[Text]:
++++++++

Originally published February 26 2006
French researchers find some anti-cholinergic drugs impede brain activity
by Mike Adams, the Health Ranger, NaturalNews Editor
Marie Ancelin, Ph.D., a senior research fellow at the French National Health Research Unit, discusses recent research that suggests a certain class of drugs, including antihistamines, impairs cognitive function.
A range of drugs commonly prescribed to older patients have side effects that can lead to mild cognitive impairment and should be used cautiously, researchers here reported.
Such deficits mean older patients are "highly likely to be classified as mildly cognitively impaired," Dr. Ancelin and colleagues reported online in the Feb. 1 issue of BMJ, formerly the British Medical Journal.
In unintentional irony, patients diagnosed as having mild cognitive impairment are likely to be given acetylcholinesterase inhibitors, the researchers noted - adding that physicians should assess the cholinergic effects of the drugs patients are already taking before adding an acetylcholinesterase inhibitor.
In a longitudinal cohort study in the Montpellier region, east of Marseilles, the researchers enrolled 372 people over the age of 60, who were without dementia when they were recruited.
The researchers found that 297 participants had taken no anti-cholinergic drugs either at baseline or in the following year, while 30 had taken at least one continually.

++++++++

[Instructions]:
[A] Can you repeat the article on anti-cholinergic drugs between "In unintentional irony, patients" and "an acetylcholinesterase inhibitor.", inclusive?
[B] How would the article on anti-cholinergic drugs go on from where it stops?

++++++++

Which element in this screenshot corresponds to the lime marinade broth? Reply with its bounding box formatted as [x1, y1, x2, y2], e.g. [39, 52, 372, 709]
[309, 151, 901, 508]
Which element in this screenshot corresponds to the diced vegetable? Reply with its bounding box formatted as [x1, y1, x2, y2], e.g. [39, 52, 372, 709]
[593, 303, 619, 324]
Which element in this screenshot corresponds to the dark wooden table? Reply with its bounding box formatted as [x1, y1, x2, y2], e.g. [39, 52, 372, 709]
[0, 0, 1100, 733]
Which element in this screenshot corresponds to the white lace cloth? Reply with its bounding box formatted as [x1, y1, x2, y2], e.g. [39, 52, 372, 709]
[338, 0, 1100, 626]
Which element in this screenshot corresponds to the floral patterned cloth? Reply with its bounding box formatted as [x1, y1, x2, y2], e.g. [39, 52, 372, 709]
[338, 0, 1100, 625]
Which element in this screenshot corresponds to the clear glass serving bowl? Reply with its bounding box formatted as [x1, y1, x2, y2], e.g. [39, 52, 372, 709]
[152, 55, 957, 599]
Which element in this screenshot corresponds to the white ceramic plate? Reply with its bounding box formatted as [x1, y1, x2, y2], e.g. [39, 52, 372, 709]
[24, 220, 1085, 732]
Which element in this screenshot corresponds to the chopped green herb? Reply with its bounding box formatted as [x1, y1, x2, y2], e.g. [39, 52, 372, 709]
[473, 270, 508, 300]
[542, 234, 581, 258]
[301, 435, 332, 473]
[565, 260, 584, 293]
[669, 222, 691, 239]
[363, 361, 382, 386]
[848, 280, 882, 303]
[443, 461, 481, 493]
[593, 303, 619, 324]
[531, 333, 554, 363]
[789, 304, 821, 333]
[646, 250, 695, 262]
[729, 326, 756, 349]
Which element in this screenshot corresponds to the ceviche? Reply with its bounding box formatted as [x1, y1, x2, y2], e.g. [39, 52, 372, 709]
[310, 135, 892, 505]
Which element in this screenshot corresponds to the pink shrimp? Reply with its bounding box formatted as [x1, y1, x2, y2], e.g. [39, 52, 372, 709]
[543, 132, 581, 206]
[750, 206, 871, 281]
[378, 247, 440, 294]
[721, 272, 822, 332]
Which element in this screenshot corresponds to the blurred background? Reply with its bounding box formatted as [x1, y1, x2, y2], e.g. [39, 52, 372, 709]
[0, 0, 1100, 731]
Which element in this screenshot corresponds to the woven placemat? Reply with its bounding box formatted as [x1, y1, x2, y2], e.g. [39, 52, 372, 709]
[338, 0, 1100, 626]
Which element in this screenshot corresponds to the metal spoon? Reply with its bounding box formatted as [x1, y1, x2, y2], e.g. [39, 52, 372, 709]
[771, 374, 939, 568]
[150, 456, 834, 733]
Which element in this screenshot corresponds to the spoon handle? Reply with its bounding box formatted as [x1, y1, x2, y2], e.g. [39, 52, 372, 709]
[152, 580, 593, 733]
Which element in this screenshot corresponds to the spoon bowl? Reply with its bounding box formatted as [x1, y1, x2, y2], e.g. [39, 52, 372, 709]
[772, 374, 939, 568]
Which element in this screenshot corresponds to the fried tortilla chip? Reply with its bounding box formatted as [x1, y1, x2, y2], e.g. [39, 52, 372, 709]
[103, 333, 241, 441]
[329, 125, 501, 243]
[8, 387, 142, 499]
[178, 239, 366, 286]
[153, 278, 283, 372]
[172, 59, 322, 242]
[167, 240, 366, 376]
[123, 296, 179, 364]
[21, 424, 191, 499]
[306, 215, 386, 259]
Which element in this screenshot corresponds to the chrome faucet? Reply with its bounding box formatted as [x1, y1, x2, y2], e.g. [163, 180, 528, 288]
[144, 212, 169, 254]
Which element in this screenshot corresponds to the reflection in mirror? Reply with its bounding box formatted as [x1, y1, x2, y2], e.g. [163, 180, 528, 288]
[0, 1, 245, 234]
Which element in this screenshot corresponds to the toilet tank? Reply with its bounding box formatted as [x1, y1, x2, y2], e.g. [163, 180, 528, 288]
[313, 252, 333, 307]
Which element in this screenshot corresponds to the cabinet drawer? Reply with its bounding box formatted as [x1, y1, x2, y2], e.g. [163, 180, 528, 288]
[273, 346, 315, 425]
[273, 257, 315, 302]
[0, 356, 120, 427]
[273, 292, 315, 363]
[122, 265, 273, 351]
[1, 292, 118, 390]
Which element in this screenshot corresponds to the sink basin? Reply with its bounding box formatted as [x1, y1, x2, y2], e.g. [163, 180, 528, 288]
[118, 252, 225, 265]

++++++++

[Answers to the tasks]:
[A]
In unintentional irony, patients diagnosed as having mild cognitive impairment are likely to be given acetylcholinesterase inhibitors, the researchers noted - adding that physicians should assess the cholinergic effects of the drugs patients are already taking before adding an acetylcholinesterase inhibitor.

[B]
* 80% of the continual users were classified as having mild cognitive impairment compared with 35% of non-users.
* Compared with non-users, continual users had poorer performance on reaction time, attention, delayed non-verbal memory, narrative recall, visuospatial construction, and language tasks, but not on tasks of reasoning, immediate and delayed recall of word lists, and implicit memory.
* At the eight-year follow-up, the risk of developing dementia was approximately the same, 16% for continual users versus 14% for non-users.
The researchers noted that a primary aim of research into mild cognitive impairment has been to slow the progress to dementia with pro-cholinergic drugs, such as Aricept (donepezil) or Reminyl (galantamine).
"People with mild cognitive impairment due to anti-cholinergic drugs could be in the absurd situation of receiving pro-cholinergic drugs to counteract the effects of anti-cholinergic agents," the researchers said.